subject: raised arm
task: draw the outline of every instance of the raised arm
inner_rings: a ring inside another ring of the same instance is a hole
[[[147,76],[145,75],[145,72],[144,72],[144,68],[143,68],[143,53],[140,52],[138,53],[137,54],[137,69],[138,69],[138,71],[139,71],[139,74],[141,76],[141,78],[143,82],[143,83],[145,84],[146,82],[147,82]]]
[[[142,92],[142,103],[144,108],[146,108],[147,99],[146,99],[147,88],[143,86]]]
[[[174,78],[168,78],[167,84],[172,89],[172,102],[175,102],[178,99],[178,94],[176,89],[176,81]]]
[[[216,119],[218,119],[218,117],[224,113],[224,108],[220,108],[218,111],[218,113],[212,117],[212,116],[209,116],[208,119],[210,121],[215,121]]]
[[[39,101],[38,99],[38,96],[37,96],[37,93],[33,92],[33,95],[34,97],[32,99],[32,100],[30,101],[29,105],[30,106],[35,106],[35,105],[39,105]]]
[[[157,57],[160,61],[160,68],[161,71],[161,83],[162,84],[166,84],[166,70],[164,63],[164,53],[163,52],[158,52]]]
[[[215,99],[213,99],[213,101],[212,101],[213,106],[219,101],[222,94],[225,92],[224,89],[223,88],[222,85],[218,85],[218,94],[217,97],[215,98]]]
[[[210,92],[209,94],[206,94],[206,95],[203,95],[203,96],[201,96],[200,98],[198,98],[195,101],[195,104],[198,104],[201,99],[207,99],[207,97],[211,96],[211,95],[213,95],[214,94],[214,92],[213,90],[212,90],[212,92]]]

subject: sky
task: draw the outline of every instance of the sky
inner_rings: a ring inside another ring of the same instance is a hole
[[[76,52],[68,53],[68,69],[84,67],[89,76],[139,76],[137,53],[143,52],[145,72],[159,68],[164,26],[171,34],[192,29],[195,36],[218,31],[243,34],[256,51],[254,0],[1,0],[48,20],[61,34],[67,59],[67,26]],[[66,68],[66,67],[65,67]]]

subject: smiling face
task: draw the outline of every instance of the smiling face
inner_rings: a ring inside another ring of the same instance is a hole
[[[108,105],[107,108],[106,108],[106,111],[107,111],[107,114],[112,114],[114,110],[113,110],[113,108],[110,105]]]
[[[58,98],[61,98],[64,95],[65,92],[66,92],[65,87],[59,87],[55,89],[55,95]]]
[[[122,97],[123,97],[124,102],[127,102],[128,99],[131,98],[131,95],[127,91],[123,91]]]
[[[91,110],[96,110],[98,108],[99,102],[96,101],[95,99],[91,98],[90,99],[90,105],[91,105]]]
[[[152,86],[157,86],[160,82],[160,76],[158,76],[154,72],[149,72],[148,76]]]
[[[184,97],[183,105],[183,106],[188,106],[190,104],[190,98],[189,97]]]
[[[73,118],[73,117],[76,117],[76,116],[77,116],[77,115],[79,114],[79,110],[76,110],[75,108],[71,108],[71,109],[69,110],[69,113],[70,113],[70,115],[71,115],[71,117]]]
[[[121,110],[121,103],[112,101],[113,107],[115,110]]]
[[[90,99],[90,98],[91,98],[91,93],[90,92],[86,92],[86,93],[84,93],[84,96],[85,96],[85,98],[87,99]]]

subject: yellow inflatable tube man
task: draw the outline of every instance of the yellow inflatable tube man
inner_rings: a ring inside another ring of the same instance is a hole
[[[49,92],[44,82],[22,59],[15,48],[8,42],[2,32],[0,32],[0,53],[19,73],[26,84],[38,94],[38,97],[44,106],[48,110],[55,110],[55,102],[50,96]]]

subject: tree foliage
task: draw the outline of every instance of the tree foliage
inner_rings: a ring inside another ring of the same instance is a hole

══════════════════════════════

▸ O que se pede
Redimensione o trecho da listagem que começa na linha que contém "subject: yellow inflatable tube man" e vai até o fim da listagem, reescrevendo todas essas linhas sem omitir nenhuma. Multiplique por 1,2 cada coordenada dos contornos e arredonde para o inteiro mais próximo, com metades para cima.

▸ Resposta do exercício
subject: yellow inflatable tube man
task: draw the outline of every instance of the yellow inflatable tube man
inner_rings: a ring inside another ring of the same instance is a hole
[[[59,110],[53,98],[26,71],[18,58],[10,50],[2,38],[0,38],[0,64],[23,88],[31,101],[46,113],[46,116],[53,127],[58,132],[66,132],[66,122],[60,115]]]

subject: tree foliage
task: draw the outline of every instance of the tree foliage
inner_rings: a ring inside another ring of the same instance is a hole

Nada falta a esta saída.